__Provided entries__:
# # # #

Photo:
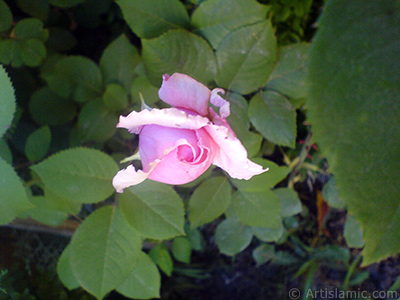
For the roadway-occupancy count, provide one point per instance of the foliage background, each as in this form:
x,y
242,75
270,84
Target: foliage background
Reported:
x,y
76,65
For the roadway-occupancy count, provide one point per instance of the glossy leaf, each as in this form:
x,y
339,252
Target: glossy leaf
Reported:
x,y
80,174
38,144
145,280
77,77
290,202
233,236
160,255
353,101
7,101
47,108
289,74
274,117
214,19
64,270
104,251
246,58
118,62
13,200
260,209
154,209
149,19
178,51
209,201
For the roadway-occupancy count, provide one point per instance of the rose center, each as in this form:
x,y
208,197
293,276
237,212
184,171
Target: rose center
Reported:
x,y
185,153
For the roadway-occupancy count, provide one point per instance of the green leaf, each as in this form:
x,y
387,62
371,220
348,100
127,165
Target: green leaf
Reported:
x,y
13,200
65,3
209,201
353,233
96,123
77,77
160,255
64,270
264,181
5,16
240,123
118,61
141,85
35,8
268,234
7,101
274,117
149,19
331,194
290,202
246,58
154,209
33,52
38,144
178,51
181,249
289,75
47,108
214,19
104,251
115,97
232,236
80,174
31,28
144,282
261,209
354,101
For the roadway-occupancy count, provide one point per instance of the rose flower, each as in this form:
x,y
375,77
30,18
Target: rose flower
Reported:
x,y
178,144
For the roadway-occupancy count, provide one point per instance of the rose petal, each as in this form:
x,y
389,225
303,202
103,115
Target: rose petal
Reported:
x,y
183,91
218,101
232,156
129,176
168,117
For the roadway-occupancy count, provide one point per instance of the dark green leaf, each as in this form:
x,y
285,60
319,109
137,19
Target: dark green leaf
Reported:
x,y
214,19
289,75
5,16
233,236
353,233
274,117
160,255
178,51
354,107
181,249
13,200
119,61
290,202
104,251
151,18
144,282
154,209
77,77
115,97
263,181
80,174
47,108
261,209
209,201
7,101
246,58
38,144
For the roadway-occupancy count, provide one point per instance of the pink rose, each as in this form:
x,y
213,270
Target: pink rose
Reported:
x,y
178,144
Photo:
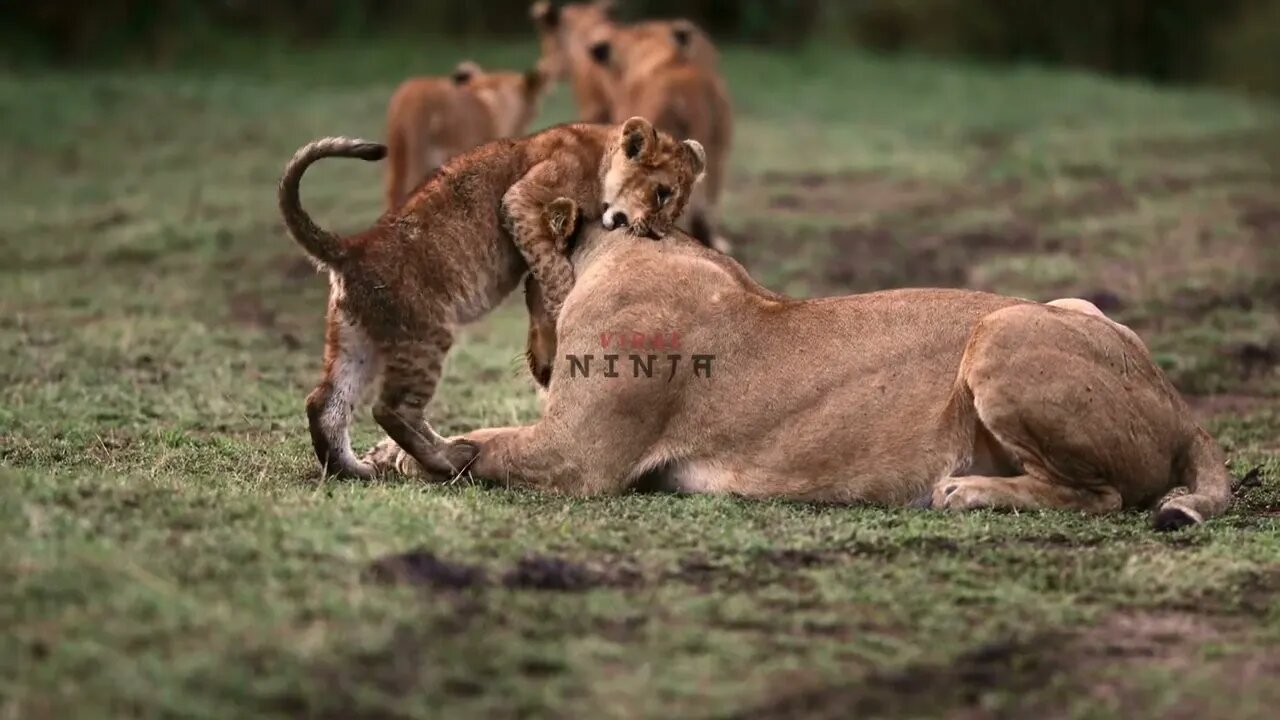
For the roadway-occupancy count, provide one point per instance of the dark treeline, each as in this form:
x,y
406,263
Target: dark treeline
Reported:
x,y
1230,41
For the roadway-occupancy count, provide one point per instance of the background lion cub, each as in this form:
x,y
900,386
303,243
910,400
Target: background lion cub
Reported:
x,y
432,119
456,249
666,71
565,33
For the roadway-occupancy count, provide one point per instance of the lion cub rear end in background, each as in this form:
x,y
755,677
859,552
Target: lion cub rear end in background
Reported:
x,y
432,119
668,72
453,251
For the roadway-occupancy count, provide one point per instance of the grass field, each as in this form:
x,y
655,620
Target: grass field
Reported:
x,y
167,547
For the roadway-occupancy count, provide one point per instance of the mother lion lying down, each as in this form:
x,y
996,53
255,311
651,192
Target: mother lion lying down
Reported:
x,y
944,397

# # # #

__Exercise brief__: Copy every one of the records above verbatim, but leave out the pictures.

__Final answer__:
Photo:
For the roadway-occupancy count, provide one point per instance of the foliage background, each as in this form:
x,y
242,75
270,84
Target: foliage background
Reported:
x,y
76,65
For the roadway-occupancy count, provide one point per instance of the glossy leaf, each as in this form:
x,y
339,252
Target: glossy leaf
Reported:
x,y
80,174
38,144
145,280
77,77
290,202
233,236
160,255
353,101
7,101
47,108
289,74
274,117
214,19
64,270
104,251
246,58
118,62
13,200
260,209
154,209
149,19
178,51
209,201
For the roadway-occupancy count, provide one point per instance of the rose center, each as in this form:
x,y
208,197
293,276
237,212
184,171
Target: rose center
Reported:
x,y
185,153
For the roadway-occupancy count, provide one point per instance of the green leaf, each as in this form:
x,y
387,62
371,220
348,100
127,165
Target: green leaf
Reported:
x,y
13,200
65,3
209,201
353,233
96,123
77,77
160,255
64,270
264,181
5,16
240,123
118,61
141,85
35,8
268,234
7,101
274,117
149,19
331,194
290,202
246,58
154,209
33,52
38,144
178,51
181,249
289,75
47,108
214,19
104,251
115,97
232,236
80,174
31,28
144,282
261,209
354,101
For the roadway-occupancy count, provide one point per instance of the rose flower, each as in this form:
x,y
375,77
30,18
Target: rose flower
Reported:
x,y
178,144
For the roadway-occupancy count, provide one point per instance of the rose petal, each as in this form:
x,y
389,225
303,202
103,115
Target: rose petal
Reported:
x,y
183,91
218,101
232,156
129,176
168,117
For the roadway-occupancy count, provide one point per instance of the dark green leaf, each as in this form:
x,y
285,60
319,109
137,19
Target: dark green leaf
Reported:
x,y
214,19
289,75
5,16
233,236
353,233
274,117
160,255
178,51
354,107
181,249
13,200
119,61
290,202
104,251
151,18
144,282
154,209
77,77
115,97
263,181
80,174
47,108
261,209
209,201
7,101
246,58
38,144
For the roadway-occupancy count, provide one point per instance of the pink rose, each as in this form:
x,y
213,270
Target: pink rose
Reported:
x,y
178,144
Photo:
For the roadway-occupancy count, provide one point per instance of the dark treeline, each as in this form:
x,y
406,263
Target: dark treeline
Reported:
x,y
1230,41
For the roadway-occupancy count, provide one point per instance of the background lion cub, each as in this form:
x,y
900,386
303,243
910,400
Target: background lion cub
Reported:
x,y
432,119
456,249
666,71
565,33
For the roadway-occupancy count, provide one point per instance of the lion cub rear end in background, each as in this form:
x,y
755,677
859,552
Target: lion cub rear end in background
Reported:
x,y
432,119
668,72
453,251
For the roadway-occupancy count, provide one point per instance of the grass field, each as in this form:
x,y
655,620
Target: grass field
Reported:
x,y
167,547
For the roadway-occupancy count, provide one point per instance of the mother lion lying down, each as in this form:
x,y
996,53
255,311
651,192
Target: mother lion lying down
Reported:
x,y
944,397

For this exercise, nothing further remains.